» **Available data**:
* * *

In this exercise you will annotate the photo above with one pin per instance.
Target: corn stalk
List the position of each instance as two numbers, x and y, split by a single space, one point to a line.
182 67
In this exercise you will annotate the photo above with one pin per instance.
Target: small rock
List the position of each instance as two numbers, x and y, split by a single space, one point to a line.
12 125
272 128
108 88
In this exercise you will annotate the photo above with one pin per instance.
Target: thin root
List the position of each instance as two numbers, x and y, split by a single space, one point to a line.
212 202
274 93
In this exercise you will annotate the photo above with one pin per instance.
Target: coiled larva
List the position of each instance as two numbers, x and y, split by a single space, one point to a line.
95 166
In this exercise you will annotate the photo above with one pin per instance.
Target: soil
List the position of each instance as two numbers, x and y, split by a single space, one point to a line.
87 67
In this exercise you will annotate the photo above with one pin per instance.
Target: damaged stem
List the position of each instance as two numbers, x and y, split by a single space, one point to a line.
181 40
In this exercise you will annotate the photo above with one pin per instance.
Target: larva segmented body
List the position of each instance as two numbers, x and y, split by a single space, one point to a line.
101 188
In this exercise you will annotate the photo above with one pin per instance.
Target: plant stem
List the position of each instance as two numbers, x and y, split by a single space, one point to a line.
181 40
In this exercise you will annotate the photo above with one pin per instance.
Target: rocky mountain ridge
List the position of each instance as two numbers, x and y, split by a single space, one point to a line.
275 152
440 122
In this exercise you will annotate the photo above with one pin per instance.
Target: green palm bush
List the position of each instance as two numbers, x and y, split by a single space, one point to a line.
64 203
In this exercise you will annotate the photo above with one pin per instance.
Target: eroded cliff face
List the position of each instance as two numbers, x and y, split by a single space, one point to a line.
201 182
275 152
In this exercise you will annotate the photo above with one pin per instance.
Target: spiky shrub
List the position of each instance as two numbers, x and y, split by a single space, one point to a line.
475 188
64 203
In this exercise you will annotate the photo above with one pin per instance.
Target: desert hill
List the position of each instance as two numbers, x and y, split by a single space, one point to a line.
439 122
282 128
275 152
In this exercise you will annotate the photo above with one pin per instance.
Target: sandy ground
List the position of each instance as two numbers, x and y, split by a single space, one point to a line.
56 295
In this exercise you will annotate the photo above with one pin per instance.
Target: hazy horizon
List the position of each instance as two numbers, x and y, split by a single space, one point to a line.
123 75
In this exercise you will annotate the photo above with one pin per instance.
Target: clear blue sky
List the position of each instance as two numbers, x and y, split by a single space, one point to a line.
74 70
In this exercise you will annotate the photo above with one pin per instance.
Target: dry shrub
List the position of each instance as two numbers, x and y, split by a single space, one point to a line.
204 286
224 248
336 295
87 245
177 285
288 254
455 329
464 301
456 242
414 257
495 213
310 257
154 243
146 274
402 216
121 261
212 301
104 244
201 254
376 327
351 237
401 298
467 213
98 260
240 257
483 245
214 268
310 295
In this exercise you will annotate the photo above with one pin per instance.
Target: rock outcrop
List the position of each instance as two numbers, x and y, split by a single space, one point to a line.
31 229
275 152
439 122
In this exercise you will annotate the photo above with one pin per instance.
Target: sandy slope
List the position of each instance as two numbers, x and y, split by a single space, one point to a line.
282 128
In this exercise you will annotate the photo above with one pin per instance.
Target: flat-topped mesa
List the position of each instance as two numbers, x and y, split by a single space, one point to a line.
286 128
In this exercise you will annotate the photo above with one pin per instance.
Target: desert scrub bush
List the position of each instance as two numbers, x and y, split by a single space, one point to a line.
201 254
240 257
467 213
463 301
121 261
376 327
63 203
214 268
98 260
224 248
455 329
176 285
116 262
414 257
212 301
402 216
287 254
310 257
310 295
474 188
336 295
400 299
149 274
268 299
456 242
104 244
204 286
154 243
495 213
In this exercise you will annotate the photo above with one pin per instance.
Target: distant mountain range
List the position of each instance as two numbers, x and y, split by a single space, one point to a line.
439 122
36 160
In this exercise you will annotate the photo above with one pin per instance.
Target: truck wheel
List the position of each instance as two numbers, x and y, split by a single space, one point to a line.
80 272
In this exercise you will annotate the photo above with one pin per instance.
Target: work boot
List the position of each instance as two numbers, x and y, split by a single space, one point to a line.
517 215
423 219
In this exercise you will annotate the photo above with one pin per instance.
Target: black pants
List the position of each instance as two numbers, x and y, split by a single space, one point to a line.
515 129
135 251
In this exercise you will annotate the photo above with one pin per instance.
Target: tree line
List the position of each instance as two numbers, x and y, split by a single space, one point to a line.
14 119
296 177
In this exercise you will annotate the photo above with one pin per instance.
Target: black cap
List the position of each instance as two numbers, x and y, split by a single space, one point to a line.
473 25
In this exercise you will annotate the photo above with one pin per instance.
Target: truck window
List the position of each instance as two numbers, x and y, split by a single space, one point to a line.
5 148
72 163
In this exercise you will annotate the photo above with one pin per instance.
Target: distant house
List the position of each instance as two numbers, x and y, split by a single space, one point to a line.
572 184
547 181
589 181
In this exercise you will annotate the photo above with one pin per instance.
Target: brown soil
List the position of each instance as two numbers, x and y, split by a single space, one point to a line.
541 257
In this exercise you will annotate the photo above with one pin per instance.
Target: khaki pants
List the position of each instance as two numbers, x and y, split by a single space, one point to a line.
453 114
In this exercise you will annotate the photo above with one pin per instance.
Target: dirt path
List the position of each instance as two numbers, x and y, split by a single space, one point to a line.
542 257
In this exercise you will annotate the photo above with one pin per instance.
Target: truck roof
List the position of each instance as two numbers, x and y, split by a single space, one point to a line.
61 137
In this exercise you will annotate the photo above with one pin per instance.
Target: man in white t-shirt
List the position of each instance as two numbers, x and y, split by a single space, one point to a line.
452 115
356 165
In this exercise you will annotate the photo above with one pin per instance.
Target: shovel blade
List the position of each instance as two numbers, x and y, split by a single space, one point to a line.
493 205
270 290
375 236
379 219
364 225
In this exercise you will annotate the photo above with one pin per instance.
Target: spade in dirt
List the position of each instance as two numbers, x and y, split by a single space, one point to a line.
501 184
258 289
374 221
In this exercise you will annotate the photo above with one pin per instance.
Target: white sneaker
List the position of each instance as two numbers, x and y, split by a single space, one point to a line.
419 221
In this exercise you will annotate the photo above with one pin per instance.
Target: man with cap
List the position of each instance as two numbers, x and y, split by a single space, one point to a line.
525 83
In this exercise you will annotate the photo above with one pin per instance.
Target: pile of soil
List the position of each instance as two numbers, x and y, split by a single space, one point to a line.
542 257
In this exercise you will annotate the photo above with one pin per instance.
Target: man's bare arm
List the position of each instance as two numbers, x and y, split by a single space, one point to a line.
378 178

* * *

» **What to produce**: From the listing, copy each line containing the word "desert".

» **Exercise response**:
Target: desert hill
Target: desert scrub bush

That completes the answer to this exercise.